INSTRUCTIONS FOR THE TASK.
Make an exact copy of each entry, leaving out every picture.

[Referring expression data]

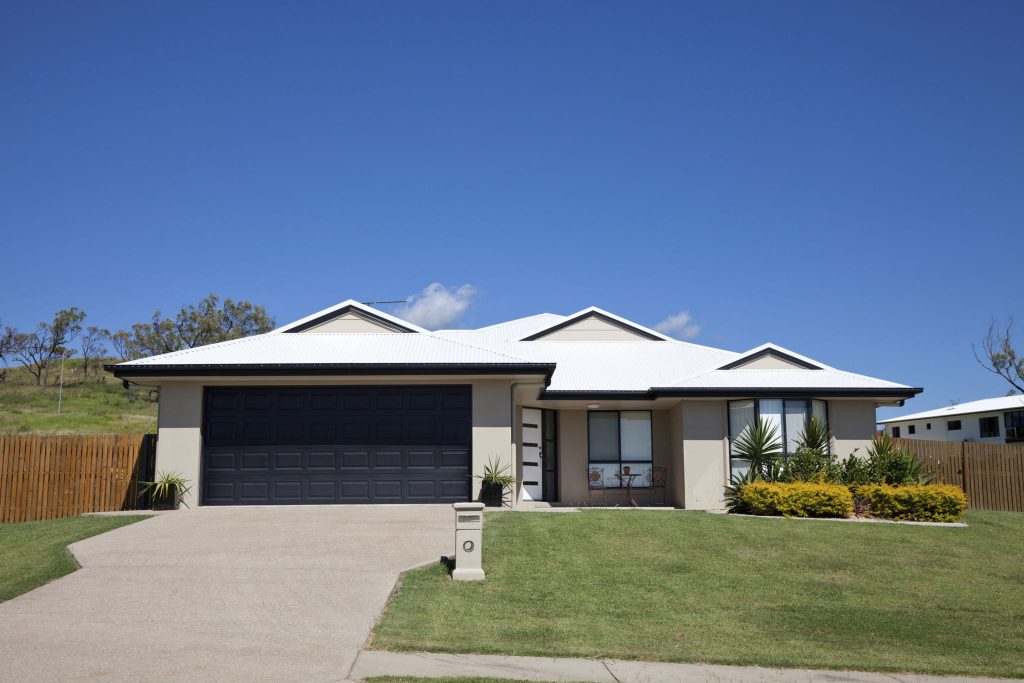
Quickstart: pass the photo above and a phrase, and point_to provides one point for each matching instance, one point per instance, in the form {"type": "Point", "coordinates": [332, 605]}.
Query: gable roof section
{"type": "Point", "coordinates": [594, 311]}
{"type": "Point", "coordinates": [775, 351]}
{"type": "Point", "coordinates": [1015, 402]}
{"type": "Point", "coordinates": [379, 317]}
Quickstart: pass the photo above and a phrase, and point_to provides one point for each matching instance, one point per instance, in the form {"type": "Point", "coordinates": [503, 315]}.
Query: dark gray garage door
{"type": "Point", "coordinates": [266, 445]}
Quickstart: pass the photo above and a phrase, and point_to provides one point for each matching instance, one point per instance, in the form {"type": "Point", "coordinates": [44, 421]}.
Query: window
{"type": "Point", "coordinates": [1014, 421]}
{"type": "Point", "coordinates": [621, 438]}
{"type": "Point", "coordinates": [787, 416]}
{"type": "Point", "coordinates": [988, 427]}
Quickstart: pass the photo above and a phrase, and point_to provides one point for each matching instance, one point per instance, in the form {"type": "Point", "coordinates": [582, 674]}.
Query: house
{"type": "Point", "coordinates": [351, 404]}
{"type": "Point", "coordinates": [997, 420]}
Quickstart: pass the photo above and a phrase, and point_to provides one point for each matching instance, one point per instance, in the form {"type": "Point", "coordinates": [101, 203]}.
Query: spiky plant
{"type": "Point", "coordinates": [761, 444]}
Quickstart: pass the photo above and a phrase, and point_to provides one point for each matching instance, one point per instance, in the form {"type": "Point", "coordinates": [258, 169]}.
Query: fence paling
{"type": "Point", "coordinates": [991, 474]}
{"type": "Point", "coordinates": [46, 477]}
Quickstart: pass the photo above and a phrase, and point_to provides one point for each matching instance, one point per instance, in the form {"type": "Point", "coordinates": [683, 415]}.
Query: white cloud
{"type": "Point", "coordinates": [436, 306]}
{"type": "Point", "coordinates": [679, 326]}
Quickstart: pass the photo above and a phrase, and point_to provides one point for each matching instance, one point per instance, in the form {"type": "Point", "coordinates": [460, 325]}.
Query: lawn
{"type": "Point", "coordinates": [94, 407]}
{"type": "Point", "coordinates": [36, 553]}
{"type": "Point", "coordinates": [695, 587]}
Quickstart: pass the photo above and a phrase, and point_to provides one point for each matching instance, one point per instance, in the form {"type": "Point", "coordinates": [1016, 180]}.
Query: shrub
{"type": "Point", "coordinates": [894, 465]}
{"type": "Point", "coordinates": [797, 500]}
{"type": "Point", "coordinates": [934, 503]}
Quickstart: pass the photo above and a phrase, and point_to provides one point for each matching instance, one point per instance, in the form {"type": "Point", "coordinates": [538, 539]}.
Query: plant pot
{"type": "Point", "coordinates": [492, 494]}
{"type": "Point", "coordinates": [172, 502]}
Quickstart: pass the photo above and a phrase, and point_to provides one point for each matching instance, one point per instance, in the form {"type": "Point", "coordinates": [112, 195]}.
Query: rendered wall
{"type": "Point", "coordinates": [179, 439]}
{"type": "Point", "coordinates": [593, 329]}
{"type": "Point", "coordinates": [852, 425]}
{"type": "Point", "coordinates": [705, 454]}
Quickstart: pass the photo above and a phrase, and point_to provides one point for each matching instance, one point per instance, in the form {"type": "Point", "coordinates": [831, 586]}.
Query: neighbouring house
{"type": "Point", "coordinates": [989, 421]}
{"type": "Point", "coordinates": [351, 404]}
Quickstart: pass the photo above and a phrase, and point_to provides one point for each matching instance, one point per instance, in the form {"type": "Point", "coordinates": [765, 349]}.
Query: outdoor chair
{"type": "Point", "coordinates": [656, 481]}
{"type": "Point", "coordinates": [595, 481]}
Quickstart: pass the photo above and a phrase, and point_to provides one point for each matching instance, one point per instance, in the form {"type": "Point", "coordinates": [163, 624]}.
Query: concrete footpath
{"type": "Point", "coordinates": [375, 663]}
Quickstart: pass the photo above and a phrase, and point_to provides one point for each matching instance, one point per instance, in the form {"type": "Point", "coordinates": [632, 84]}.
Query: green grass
{"type": "Point", "coordinates": [88, 407]}
{"type": "Point", "coordinates": [694, 587]}
{"type": "Point", "coordinates": [36, 553]}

EXERCISE SOLUTION.
Quickstart: pass the photo above and a phrase, and point_to provides one point for each matching instance, one point per instance, in the form {"type": "Point", "coordinates": [332, 605]}.
Query: gable roof section
{"type": "Point", "coordinates": [594, 311]}
{"type": "Point", "coordinates": [775, 351]}
{"type": "Point", "coordinates": [1015, 402]}
{"type": "Point", "coordinates": [379, 317]}
Quickstart: pass the photo above and a phrase, and point_to provides one point for each matching instance, one point per instance, in the form {"type": "Point", "coordinates": [503, 315]}.
Query: dark gray garage door
{"type": "Point", "coordinates": [266, 445]}
Quickstart: pass the photo above and a phrase, and point_to provides one point for each matching instance, one point per instance, in the form {"type": "Point", "coordinates": [44, 421]}.
Query: window
{"type": "Point", "coordinates": [1014, 421]}
{"type": "Point", "coordinates": [621, 438]}
{"type": "Point", "coordinates": [787, 416]}
{"type": "Point", "coordinates": [988, 427]}
Quickstart: pass the photo above and a phrase, and point_to provides one point for each matching instance, one point per instance, in the form {"type": "Point", "coordinates": [582, 674]}.
Query: house
{"type": "Point", "coordinates": [351, 404]}
{"type": "Point", "coordinates": [997, 420]}
Quickstart: pass the photo above and a phrase, and point_to provides one point for each matching instance, one point per instance, in the form {"type": "Point", "coordinates": [101, 203]}.
Query: spiky plant
{"type": "Point", "coordinates": [761, 444]}
Quickstart: pass the photo above and a phrase, and point_to provides one point for each matching instance, one point per instance, in the form {"type": "Point", "coordinates": [258, 169]}.
Query: fence paling
{"type": "Point", "coordinates": [991, 474]}
{"type": "Point", "coordinates": [46, 477]}
Quickstart: pass the photo above and a phrase, and point_to provides one point for each matching instance, one point per instance, in the form {"type": "Point", "coordinates": [683, 415]}.
Query: white cloud
{"type": "Point", "coordinates": [436, 306]}
{"type": "Point", "coordinates": [679, 326]}
Quickstart: pass the photo above and a phrase, and point_to provides one point for each matching instance, one point per instance, in the form {"type": "Point", "coordinates": [460, 325]}.
Query: lawn
{"type": "Point", "coordinates": [94, 407]}
{"type": "Point", "coordinates": [36, 553]}
{"type": "Point", "coordinates": [695, 587]}
Quickstart: pass the photo above and a phrase, and point_to provides one point for each matching instance, one point per instance, in the form {"type": "Point", "coordinates": [1016, 180]}.
Query: shrub
{"type": "Point", "coordinates": [894, 465]}
{"type": "Point", "coordinates": [797, 500]}
{"type": "Point", "coordinates": [934, 503]}
Quickstart: pass the photo above and a phrase, and point_to provides one point for each matching instance, one point per instance, in the form {"type": "Point", "coordinates": [538, 539]}.
Query: plant pot
{"type": "Point", "coordinates": [492, 494]}
{"type": "Point", "coordinates": [172, 502]}
Quickstart: pass the photo above and a phrase, and point_to provides one point for each matching instance, one point per instance, in the form {"type": "Point", "coordinates": [112, 195]}.
Query: rendered wall
{"type": "Point", "coordinates": [179, 439]}
{"type": "Point", "coordinates": [593, 329]}
{"type": "Point", "coordinates": [852, 425]}
{"type": "Point", "coordinates": [705, 454]}
Quickstart: pass the photo above and a phrase, and point_to provides one point for each matching instance, one point per instance, in the form {"type": "Point", "coordinates": [831, 586]}.
Query: neighbouring house
{"type": "Point", "coordinates": [989, 421]}
{"type": "Point", "coordinates": [351, 404]}
Quickstart: pass the photo above and a phrase, and point_to provides one point for each matching instance, one point per instance, in the form {"type": "Point", "coordinates": [765, 349]}.
Query: outdoor chair
{"type": "Point", "coordinates": [656, 481]}
{"type": "Point", "coordinates": [595, 481]}
Quickstart: pass the photo above and a phrase, and point_to provides one point for each matching instance, one point per instance, in the form {"type": "Point", "coordinates": [163, 624]}.
Query: concrete footpath
{"type": "Point", "coordinates": [375, 663]}
Quickstart: pass the photo above and a phrase, and point_to provides one point for each matching instance, one point per instance, in the form {"type": "Point", "coordinates": [632, 84]}.
Query: green grass
{"type": "Point", "coordinates": [88, 407]}
{"type": "Point", "coordinates": [694, 587]}
{"type": "Point", "coordinates": [36, 553]}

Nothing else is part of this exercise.